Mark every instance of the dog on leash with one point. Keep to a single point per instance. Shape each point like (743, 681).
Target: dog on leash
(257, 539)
::::::::
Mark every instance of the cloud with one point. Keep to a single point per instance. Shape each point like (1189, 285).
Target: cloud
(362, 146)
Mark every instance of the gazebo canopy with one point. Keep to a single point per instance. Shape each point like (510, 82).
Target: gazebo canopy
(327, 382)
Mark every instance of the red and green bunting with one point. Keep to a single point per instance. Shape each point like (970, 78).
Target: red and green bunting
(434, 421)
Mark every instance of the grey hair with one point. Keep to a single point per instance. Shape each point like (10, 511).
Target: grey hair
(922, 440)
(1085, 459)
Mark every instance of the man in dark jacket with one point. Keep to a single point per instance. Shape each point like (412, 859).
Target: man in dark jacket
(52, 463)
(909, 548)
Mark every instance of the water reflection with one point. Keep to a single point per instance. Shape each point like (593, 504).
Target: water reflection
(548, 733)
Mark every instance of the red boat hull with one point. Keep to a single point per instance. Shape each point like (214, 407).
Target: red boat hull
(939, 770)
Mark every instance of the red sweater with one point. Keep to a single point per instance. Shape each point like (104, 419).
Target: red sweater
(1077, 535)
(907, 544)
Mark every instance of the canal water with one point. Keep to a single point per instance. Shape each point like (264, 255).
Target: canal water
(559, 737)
::::::::
* **Job**
Identify each line above that contains the word "canopy" and copy it out in full. Case counts, so a match must have the same capitalization.

* **The solution**
Mark every instance of the gazebo canopy with one point. Keep to a single point per instance. Shape each point like (510, 82).
Target: gazebo canopy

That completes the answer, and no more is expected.